**Records shown**
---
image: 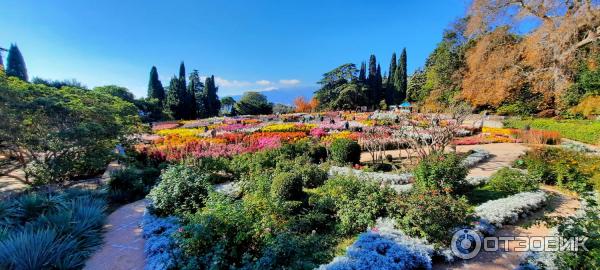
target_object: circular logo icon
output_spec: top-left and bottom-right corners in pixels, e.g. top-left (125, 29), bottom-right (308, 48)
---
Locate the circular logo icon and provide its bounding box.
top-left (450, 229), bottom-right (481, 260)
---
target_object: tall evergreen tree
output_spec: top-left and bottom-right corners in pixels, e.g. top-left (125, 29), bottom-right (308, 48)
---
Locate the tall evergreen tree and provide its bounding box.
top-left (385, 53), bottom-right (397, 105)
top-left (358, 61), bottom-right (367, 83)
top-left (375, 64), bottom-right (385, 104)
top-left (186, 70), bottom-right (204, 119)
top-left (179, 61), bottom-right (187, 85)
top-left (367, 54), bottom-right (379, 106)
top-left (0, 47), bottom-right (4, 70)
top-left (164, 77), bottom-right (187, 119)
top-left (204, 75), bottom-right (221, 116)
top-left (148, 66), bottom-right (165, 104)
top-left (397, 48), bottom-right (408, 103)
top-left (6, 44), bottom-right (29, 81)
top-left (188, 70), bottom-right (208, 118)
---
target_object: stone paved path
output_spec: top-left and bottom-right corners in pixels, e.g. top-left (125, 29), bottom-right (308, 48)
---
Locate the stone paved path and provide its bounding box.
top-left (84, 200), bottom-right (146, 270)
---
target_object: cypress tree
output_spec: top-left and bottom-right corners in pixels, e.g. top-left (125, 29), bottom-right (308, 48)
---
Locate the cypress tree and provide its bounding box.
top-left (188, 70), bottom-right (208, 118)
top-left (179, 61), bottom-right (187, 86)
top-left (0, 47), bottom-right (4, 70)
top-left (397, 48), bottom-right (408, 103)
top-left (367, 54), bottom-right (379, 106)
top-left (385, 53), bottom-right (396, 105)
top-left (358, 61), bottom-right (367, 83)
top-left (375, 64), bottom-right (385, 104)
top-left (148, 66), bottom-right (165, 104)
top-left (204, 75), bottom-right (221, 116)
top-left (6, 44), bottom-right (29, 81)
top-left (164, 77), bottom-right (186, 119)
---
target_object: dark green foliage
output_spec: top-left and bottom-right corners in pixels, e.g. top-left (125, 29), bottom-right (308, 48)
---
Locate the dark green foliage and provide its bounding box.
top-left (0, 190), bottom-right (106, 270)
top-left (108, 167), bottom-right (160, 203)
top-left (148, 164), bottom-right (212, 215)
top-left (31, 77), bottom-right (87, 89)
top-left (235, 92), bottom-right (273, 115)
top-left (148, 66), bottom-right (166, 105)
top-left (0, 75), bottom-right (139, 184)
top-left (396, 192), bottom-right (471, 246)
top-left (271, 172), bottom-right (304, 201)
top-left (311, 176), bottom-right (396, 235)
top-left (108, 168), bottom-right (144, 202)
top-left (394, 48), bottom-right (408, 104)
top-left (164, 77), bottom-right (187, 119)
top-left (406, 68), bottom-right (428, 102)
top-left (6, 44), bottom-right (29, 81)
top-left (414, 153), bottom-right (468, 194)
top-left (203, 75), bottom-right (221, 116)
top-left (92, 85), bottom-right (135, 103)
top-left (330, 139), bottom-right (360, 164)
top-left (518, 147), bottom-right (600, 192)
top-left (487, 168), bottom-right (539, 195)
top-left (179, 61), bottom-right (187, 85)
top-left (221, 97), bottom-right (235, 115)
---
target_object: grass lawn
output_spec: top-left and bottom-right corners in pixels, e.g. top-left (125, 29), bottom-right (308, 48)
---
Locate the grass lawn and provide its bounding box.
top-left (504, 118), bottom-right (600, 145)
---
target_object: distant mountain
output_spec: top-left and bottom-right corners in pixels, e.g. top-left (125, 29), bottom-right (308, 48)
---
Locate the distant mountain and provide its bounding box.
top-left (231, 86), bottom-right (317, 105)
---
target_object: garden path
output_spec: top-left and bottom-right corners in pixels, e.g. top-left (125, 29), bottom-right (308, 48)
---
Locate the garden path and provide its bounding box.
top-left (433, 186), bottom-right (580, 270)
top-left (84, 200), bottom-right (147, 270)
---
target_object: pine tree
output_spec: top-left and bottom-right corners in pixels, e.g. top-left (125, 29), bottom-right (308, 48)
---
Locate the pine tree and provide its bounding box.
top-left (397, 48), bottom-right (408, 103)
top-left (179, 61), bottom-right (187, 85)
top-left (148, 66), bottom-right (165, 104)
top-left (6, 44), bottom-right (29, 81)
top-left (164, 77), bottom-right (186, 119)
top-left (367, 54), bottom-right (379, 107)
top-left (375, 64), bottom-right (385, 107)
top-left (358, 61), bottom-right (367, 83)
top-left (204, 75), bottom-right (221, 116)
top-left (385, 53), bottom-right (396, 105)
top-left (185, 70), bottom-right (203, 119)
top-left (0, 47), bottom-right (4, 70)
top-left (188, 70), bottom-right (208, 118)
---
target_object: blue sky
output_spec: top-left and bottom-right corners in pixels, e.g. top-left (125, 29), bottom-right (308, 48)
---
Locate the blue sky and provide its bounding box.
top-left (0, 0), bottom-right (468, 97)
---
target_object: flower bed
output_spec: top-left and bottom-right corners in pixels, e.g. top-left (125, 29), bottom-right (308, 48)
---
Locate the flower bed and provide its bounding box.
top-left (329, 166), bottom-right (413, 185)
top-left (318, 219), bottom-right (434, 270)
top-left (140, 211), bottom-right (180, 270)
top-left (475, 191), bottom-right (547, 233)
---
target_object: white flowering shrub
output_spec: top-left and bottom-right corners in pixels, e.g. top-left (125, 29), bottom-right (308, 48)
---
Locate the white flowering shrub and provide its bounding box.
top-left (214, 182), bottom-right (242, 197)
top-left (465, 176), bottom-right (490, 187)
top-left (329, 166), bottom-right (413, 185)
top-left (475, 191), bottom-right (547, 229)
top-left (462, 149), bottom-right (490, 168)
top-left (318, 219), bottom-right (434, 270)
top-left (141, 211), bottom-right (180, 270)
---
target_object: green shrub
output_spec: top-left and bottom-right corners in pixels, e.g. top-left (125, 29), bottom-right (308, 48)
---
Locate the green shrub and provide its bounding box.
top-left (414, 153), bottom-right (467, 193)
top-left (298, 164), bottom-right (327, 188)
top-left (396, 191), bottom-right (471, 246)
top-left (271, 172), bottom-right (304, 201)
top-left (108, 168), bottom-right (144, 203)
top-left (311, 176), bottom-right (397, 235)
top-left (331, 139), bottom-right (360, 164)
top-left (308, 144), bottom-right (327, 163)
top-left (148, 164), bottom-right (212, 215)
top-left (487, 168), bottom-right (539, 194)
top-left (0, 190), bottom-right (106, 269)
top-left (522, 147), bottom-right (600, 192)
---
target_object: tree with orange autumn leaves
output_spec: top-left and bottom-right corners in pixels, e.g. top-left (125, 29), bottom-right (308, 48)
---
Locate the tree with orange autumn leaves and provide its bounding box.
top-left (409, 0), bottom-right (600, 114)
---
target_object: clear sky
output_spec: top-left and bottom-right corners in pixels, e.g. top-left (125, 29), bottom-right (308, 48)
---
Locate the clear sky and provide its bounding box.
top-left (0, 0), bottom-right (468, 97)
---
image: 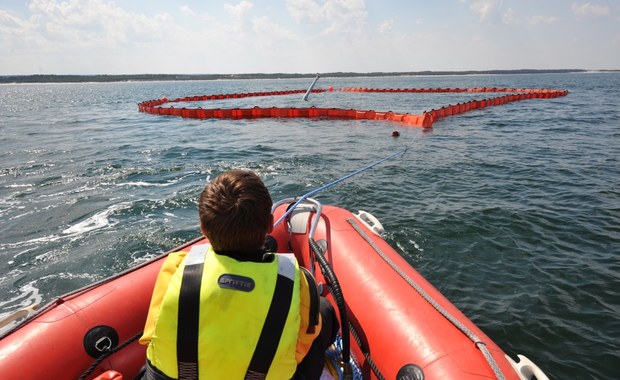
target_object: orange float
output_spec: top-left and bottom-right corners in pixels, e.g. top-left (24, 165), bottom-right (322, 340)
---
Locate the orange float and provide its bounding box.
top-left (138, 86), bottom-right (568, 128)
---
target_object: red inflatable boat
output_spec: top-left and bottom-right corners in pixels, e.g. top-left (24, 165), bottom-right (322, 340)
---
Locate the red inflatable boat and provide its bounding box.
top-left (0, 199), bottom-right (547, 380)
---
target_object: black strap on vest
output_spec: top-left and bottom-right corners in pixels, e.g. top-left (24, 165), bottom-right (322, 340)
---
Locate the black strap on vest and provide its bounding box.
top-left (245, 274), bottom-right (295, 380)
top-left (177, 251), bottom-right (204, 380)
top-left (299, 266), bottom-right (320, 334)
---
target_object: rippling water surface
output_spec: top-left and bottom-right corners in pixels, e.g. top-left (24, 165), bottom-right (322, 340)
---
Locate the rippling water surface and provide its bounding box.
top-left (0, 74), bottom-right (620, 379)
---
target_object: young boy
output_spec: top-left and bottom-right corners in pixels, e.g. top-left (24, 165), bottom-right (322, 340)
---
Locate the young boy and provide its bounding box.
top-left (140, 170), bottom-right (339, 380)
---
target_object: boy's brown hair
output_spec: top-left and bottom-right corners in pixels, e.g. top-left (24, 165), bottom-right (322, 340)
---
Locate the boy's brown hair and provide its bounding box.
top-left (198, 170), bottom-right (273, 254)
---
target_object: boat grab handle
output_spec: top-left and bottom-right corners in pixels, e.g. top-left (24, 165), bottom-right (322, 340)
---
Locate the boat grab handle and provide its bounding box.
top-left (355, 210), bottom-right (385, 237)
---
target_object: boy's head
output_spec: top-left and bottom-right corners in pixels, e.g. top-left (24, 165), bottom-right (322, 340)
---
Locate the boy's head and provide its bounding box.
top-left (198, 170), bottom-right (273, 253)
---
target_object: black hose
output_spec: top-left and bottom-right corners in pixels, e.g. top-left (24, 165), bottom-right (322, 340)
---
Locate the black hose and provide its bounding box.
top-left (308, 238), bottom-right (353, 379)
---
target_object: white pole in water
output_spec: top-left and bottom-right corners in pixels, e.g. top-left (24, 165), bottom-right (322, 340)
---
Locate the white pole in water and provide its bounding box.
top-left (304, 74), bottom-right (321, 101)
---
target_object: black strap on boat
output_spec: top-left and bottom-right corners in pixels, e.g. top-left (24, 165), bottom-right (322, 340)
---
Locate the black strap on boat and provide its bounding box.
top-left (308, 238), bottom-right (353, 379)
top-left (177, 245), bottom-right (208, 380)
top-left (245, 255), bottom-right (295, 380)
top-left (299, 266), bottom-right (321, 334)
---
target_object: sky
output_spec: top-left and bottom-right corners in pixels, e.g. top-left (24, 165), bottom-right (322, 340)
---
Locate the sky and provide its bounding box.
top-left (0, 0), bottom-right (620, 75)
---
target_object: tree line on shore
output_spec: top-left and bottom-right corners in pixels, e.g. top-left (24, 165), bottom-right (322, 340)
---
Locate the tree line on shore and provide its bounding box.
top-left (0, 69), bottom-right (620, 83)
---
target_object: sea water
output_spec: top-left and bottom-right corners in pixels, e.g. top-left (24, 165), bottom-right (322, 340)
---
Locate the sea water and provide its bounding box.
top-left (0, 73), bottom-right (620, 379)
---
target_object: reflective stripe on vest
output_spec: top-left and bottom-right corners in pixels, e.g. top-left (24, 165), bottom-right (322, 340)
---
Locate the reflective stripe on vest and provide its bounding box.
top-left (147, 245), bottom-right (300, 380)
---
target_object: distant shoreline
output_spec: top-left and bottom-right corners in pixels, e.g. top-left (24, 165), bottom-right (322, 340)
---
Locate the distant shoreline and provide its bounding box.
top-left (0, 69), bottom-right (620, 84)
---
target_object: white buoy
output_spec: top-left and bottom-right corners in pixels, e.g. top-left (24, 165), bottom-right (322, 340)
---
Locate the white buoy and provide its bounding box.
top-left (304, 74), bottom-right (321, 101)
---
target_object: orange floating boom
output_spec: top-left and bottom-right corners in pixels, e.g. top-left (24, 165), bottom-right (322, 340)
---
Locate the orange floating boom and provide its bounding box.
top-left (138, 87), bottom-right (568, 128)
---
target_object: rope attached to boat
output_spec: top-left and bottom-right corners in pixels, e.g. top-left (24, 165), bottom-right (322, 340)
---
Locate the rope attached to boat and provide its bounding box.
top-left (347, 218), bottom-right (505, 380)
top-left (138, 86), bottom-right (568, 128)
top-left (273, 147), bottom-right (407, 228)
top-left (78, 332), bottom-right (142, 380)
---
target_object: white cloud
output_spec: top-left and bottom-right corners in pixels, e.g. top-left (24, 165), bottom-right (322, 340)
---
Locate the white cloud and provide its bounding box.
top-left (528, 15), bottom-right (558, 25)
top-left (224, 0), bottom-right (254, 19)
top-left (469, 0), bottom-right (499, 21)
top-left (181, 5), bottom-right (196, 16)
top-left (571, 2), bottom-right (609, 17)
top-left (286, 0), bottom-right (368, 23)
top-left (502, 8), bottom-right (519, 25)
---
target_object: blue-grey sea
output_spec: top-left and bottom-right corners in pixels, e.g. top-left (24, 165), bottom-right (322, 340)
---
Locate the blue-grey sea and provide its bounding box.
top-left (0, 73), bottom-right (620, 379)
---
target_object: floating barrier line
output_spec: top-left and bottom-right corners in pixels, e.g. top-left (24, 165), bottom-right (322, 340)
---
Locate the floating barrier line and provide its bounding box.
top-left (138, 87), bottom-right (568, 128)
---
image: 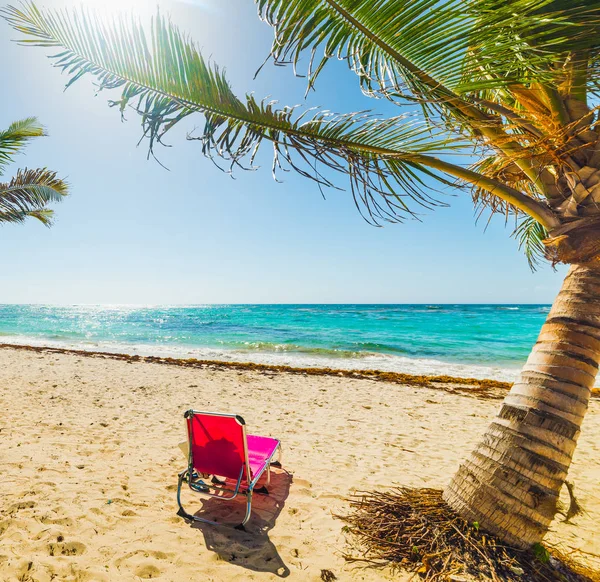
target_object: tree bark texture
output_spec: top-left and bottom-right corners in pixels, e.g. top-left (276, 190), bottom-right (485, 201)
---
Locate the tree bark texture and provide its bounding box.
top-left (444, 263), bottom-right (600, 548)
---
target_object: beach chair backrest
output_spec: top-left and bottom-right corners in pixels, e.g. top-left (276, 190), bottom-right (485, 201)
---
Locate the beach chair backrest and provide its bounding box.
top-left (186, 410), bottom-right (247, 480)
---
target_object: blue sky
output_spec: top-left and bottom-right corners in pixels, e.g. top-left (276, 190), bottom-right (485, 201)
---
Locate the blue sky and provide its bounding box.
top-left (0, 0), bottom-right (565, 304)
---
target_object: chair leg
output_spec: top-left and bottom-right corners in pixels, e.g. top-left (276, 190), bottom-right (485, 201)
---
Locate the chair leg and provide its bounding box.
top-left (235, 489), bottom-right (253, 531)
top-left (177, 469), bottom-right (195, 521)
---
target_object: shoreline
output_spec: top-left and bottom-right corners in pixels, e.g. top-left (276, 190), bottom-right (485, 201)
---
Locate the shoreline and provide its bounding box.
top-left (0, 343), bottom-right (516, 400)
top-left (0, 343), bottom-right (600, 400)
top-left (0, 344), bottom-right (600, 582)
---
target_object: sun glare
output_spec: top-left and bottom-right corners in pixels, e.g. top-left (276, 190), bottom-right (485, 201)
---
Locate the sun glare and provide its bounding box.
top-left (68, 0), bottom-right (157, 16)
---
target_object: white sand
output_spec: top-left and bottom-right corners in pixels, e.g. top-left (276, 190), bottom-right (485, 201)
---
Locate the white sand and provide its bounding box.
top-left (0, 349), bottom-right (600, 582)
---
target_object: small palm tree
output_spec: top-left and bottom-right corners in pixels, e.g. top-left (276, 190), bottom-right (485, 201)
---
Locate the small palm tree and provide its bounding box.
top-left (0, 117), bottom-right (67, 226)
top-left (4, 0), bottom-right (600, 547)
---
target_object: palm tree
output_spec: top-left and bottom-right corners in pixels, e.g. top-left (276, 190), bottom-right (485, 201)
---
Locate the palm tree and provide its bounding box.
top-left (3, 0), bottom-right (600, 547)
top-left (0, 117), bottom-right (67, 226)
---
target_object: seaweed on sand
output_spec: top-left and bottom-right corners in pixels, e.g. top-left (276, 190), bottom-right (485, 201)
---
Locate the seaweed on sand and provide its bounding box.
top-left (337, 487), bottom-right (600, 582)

**What is required**
Pull out every line of the rows above that contains the string "pole". Case matters.

**Output of the task**
target_object: white pole in water
Locate the white pole in water and provide its bounding box.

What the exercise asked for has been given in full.